▸ **What this task involves**
Each line from the one that contains "Please place a point on the eyelash" to the end of the entries must be copied word for word, and only those lines.

─── Source material

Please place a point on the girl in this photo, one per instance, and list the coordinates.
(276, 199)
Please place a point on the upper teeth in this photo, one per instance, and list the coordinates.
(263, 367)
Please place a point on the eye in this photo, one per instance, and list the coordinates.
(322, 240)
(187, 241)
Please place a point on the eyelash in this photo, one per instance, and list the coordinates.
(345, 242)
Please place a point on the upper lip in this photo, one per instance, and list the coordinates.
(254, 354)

──────

▸ **Answer to this task**
Please place a point on the eyelash in this photo, one per instance, and list the coordinates.
(345, 242)
Please place a point on the upper lip in this photo, one per instance, and list the coordinates.
(254, 354)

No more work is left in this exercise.